** Text **
= = = =

I’m currently teaching an in-person class. I’m new to teaching, and I’m doing the best that I can, but sometimes I don’t have a lot of confidence in myself. And that’s okay.
Because confidence isn’t particularly motivating. I can be very confident that I can do something, but still not want to do it at all. I can feel capable and skilled, but that doesn’t meant I get up and do it.
Courage can be what motivates me to actually do the thing.
Getting a PhD has taken a lot of courage. I had to apply, and I had to get letters of recommendation, and pick out a writing sample that I thought would be good enough. And now I submit to conferences and teach classes. I reach out to committee members, and I meet with my advisor regularly. I get harsh feedback sometimes, and I keep going.
But I don’t feel particularly good at any of this. I know I’m good enough to be here and do this thing, but I still have a lot to learn. I keep on growing.

= = = =

** Written problem 1 **
Summarize the text in two sentences.

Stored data
= = = =

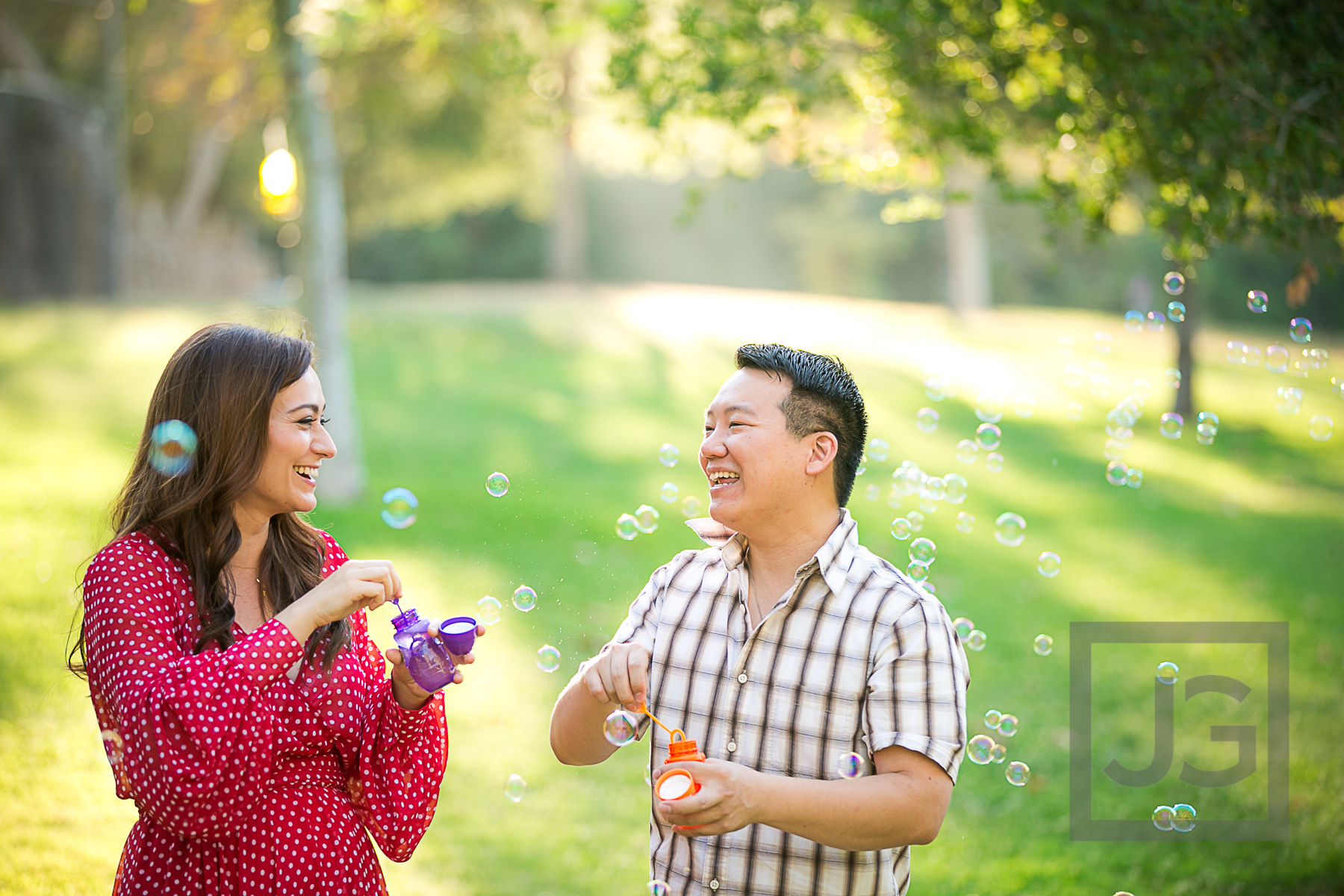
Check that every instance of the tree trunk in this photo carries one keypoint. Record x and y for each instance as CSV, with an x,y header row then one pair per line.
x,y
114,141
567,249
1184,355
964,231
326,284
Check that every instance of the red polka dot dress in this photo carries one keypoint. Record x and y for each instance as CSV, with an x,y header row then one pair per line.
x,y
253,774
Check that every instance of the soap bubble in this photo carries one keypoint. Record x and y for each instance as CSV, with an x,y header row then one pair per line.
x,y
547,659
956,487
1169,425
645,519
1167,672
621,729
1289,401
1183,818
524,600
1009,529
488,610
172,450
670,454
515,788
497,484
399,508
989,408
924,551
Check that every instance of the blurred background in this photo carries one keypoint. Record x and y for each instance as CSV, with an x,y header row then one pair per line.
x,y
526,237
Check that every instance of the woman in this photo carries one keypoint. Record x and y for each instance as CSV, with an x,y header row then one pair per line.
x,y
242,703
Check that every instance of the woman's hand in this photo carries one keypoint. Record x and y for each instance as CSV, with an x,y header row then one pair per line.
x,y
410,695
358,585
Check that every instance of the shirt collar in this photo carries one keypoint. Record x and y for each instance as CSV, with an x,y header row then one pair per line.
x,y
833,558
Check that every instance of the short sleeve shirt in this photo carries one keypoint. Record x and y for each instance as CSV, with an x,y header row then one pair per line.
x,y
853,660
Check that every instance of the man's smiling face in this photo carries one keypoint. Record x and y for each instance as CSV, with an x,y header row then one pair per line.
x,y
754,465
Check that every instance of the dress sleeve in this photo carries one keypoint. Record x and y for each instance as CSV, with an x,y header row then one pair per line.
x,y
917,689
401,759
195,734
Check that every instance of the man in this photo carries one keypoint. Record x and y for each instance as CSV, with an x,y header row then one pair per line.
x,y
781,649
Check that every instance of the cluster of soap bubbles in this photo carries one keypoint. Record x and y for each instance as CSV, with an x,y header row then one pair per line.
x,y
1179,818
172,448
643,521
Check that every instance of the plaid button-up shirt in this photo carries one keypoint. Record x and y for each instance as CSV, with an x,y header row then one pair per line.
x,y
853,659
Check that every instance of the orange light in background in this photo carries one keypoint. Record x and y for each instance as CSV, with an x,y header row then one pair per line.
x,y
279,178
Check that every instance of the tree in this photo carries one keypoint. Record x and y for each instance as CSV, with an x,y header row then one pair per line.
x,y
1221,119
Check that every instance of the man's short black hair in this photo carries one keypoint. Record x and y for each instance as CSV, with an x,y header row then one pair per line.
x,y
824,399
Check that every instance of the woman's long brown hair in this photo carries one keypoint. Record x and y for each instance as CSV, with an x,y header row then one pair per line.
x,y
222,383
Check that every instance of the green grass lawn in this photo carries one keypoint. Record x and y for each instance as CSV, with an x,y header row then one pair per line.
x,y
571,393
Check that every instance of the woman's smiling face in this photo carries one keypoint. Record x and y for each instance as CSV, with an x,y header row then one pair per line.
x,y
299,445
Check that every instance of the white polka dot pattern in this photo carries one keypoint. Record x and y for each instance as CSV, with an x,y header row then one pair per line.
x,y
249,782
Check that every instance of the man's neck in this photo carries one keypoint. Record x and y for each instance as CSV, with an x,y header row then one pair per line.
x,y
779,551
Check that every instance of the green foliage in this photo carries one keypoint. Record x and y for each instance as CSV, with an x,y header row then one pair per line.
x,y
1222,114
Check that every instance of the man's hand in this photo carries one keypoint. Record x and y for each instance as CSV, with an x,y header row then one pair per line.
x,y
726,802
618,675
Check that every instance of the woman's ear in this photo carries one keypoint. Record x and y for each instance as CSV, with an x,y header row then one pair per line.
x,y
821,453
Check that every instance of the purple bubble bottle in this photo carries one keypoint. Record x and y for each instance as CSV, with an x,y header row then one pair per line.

= = = =

** Written problem 2 **
Identify every line of the listing above that contains the word "dress", treating uppercase and lowercase letters as distinct.

** Output 1 **
The writer, who is new to teaching an in-person class, sometimes lacks confidence but holds that confidence is not particularly motivating, whereas courage can prompt actually doing the thing. Getting a PhD has taken courage, from applying and teaching to submitting to conferences and receiving harsh feedback, and although the writer does not feel especially good at any of it, the writer knows being there is deserved and keeps on growing.

** Output 2 **
Check that every instance of the red polka dot dress in this photo carries one keypoint. Record x and y for each instance as CSV, with an x,y header row then one pair per line.
Check that every instance of the dress sleeve in this photo carries one keypoint. Record x and y for each instance as CSV, with an x,y header row then one pair per line.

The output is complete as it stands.